**Things to do**
a. According to the passage on cytokines below, how soon after IL-3 or IL-7 withdrawal does cell cycle arrest begin?
b. Please write the next part of the passage on cytokines below, starting after its final sentence.

**Extracted text**
..........

Cytokines control the number of lymphocytes in the body. Too many cytokines can lead to lymphoma; an absence to immunodeficiency. And while it is broadly known that cytokines, like IL-3 and IL-7, block apoptosis, it is less well-recognized that they promote cell proliferation. On page 755, Khaled et al. show that cytokines promote cycling by inhibiting the effects of the stress protein p38 MAP kinase and activating Cdc25A.
Withdrawal of IL-3 or IL-7 from either primary lymphocytes or cytokine-dependent cell lines induces apoptosis in 24 to 36 hours. However, cell cycle arrest starts within the first 8 hours.

..........

**Data under study**
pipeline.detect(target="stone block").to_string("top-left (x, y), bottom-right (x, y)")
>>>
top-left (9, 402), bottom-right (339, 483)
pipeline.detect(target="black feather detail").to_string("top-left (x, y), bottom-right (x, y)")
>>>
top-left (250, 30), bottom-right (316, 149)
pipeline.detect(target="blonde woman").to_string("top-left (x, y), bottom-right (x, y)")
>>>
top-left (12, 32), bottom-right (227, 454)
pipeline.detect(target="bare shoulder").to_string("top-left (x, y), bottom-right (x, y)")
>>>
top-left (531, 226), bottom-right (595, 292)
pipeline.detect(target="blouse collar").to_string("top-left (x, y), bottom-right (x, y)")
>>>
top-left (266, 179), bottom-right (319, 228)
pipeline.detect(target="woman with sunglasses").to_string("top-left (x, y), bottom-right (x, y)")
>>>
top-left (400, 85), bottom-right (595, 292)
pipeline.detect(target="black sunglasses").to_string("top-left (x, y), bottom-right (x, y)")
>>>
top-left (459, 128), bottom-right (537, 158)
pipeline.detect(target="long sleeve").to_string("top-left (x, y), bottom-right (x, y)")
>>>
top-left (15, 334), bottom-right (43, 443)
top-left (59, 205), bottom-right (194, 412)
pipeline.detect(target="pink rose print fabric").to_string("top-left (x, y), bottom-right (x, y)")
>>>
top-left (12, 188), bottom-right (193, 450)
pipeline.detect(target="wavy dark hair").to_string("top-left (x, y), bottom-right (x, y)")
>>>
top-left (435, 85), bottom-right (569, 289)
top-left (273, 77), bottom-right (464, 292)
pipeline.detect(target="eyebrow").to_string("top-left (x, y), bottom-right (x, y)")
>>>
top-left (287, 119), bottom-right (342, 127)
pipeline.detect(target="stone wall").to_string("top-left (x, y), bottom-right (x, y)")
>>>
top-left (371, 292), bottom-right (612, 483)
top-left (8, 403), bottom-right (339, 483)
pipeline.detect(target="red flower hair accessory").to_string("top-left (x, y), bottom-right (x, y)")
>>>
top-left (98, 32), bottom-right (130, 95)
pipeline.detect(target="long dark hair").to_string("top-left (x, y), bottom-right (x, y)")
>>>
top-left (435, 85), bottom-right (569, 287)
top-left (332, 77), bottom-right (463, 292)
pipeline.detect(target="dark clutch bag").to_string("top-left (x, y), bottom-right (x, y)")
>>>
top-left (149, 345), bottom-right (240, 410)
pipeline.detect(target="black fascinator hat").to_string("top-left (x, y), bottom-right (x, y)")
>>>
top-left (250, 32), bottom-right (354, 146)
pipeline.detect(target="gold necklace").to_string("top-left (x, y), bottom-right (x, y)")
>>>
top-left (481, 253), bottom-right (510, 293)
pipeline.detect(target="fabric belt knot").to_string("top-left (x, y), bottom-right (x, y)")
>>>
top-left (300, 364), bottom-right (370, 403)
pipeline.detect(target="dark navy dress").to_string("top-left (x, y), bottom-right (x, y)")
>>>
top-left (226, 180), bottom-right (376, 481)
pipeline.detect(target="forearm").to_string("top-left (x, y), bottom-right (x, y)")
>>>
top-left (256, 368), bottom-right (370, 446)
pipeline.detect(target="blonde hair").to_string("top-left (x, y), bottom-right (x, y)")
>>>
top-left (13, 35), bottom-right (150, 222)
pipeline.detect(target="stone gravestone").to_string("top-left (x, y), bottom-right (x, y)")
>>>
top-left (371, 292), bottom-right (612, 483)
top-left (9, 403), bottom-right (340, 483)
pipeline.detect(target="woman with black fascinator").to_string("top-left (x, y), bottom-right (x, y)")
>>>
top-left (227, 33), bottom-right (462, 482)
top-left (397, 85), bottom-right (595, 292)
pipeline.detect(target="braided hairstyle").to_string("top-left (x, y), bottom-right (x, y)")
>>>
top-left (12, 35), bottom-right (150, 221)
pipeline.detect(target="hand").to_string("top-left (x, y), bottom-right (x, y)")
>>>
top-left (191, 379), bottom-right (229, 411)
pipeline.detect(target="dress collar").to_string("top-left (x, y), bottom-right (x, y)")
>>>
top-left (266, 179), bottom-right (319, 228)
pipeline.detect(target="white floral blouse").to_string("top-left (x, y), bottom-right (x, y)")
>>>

..........

**Expected outputs**
a. Within the first 8 hours.

b.
The team found that the phosphatase Cdc25A, which must dephosphorylate CDK2 to allow passage through the G1-S boundary, was at the root of the problem. Removal of the cytokines led to activation of p38 MAP kinase, which phosphorylated and targeted Cdc25A for degradation. Without Cdc25A, CDK2 was not activated. Inhibition of p38 or expression of a constitutively active Cdc25A transgene restored cell cycling, even in the absence of cytokines.
The close link between cytokines and cell cycle proteins is remarkable, but perhaps more intriguing is the observation that maintaining the proliferation signals delays cell death. The survival signal is still impaired by the withdrawal of cytokines, but somehow the cycling cells can still escape death for ∼3 days.